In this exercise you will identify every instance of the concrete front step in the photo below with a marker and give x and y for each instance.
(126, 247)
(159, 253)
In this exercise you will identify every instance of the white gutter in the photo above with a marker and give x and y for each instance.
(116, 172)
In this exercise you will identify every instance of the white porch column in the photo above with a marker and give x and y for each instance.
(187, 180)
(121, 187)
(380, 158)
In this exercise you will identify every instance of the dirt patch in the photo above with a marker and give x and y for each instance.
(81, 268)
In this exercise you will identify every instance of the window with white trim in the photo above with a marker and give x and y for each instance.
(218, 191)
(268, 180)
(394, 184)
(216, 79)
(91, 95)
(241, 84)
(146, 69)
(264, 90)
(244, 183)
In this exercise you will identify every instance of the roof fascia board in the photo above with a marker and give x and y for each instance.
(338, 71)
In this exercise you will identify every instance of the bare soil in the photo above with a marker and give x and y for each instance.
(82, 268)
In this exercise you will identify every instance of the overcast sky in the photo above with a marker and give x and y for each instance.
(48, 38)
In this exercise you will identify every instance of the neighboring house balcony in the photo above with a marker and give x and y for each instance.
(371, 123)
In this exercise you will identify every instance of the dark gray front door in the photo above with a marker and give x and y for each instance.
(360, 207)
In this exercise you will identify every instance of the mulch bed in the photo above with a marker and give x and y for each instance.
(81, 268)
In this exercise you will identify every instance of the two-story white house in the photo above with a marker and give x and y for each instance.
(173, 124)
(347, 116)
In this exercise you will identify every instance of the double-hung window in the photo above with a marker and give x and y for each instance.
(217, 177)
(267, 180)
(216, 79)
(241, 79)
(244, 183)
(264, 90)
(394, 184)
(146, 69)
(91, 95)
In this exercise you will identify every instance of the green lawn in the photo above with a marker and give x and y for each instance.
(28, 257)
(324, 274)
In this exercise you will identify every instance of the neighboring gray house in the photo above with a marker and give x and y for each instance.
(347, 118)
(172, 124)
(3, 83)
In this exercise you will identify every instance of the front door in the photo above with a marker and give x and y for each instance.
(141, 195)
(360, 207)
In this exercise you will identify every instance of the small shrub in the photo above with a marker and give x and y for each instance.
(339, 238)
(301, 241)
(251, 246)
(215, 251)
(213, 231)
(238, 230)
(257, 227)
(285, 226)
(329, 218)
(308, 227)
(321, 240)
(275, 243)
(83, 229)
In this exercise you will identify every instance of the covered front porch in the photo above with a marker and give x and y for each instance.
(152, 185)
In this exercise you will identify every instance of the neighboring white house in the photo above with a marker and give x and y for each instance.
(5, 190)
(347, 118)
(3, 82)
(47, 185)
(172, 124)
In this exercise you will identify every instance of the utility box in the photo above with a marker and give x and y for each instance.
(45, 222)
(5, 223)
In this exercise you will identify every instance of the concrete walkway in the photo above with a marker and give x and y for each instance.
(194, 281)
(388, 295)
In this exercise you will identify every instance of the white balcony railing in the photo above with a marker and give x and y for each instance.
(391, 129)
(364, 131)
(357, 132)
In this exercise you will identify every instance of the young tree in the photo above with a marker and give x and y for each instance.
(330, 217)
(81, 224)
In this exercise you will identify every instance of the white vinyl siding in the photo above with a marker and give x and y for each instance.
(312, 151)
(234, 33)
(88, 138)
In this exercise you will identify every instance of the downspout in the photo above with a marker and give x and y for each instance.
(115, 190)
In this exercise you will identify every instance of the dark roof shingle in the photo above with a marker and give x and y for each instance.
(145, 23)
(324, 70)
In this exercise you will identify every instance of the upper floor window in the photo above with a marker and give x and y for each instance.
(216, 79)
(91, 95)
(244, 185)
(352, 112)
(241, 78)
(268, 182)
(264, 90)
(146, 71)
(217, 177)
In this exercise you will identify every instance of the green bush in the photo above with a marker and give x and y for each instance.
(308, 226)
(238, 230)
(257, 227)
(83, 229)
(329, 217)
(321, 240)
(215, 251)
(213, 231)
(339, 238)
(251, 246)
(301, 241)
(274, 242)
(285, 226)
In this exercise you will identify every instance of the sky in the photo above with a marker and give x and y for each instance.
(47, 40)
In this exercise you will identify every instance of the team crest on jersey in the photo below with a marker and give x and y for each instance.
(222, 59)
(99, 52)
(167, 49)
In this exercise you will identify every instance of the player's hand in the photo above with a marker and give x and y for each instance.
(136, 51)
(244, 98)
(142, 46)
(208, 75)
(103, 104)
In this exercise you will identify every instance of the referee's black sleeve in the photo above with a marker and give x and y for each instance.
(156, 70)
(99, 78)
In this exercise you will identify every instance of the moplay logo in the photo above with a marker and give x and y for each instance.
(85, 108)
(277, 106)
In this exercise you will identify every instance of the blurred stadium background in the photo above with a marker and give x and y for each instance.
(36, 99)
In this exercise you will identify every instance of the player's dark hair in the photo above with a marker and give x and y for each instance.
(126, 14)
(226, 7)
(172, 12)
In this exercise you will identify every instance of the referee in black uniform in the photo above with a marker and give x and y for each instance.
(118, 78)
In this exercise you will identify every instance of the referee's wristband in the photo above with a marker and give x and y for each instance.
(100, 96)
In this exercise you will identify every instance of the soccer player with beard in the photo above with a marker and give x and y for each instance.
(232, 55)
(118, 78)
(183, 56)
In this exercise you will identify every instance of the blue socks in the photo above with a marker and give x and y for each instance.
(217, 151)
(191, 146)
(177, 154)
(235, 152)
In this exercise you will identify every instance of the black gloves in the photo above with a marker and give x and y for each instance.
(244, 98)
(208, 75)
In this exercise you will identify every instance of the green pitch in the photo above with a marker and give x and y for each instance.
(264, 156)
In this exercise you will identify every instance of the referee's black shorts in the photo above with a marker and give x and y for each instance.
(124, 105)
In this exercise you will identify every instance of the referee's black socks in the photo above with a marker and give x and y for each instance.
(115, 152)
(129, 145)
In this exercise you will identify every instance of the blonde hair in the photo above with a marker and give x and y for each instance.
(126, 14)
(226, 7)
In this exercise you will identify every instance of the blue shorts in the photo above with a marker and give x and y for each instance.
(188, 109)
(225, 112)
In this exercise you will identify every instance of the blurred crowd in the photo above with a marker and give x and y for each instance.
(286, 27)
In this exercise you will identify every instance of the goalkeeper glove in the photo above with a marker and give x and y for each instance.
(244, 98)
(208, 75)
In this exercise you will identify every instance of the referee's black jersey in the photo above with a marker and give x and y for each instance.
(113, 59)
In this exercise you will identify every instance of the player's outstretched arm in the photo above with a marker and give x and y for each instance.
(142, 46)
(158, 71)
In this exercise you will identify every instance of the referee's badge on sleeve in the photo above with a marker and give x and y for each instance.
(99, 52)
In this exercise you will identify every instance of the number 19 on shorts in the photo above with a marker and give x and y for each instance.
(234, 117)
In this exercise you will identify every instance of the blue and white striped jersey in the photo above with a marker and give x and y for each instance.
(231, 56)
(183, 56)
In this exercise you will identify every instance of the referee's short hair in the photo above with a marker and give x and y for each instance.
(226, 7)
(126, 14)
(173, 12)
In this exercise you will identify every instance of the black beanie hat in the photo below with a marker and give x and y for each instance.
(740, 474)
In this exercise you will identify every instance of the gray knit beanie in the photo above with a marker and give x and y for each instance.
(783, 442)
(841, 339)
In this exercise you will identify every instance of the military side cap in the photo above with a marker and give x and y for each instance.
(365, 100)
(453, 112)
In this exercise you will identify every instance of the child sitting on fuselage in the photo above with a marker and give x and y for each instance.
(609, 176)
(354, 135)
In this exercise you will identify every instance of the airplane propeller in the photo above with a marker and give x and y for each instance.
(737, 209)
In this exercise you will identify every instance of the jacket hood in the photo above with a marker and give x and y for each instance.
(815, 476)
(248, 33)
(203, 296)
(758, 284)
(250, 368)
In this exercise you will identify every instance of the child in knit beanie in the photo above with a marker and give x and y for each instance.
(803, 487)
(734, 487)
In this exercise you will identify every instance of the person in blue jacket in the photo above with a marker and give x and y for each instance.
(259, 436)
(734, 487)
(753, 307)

* Task to carry out: Exactly and only the lines from the one containing "In this exercise you will identify every instance of the gray" to the end of the entries above are to be written out.

* Answer space:
In this exercise you will identify every instance of the gray knit beanie in the photo above with a marker and give x and y for each instance.
(783, 442)
(841, 339)
In this exercise you will identify every instance of the military side cap in the photo above with a marker and give x and y for each instance.
(365, 100)
(453, 112)
In this exercise you will identify every instance of the child sitting on fuselage in the photo above with a marker and give x and y for each instance.
(609, 176)
(354, 135)
In this exercise you will identify every instance of the airplane propeller in the photo above with a marker and give x and y for each instance.
(737, 209)
In this exercise you will identify every instance of the jacket hood in the photo above with a marker and give x and y for each instance.
(815, 476)
(248, 33)
(203, 296)
(758, 284)
(250, 368)
In this exercise you will identify every instance of the child in knit beanie in the photo above with a marker and give x and y for each instance.
(803, 487)
(734, 487)
In this exercise you will identify every instance of the person in blue jacket in the photo above with a marker and give x and y for each instance.
(259, 436)
(734, 487)
(753, 307)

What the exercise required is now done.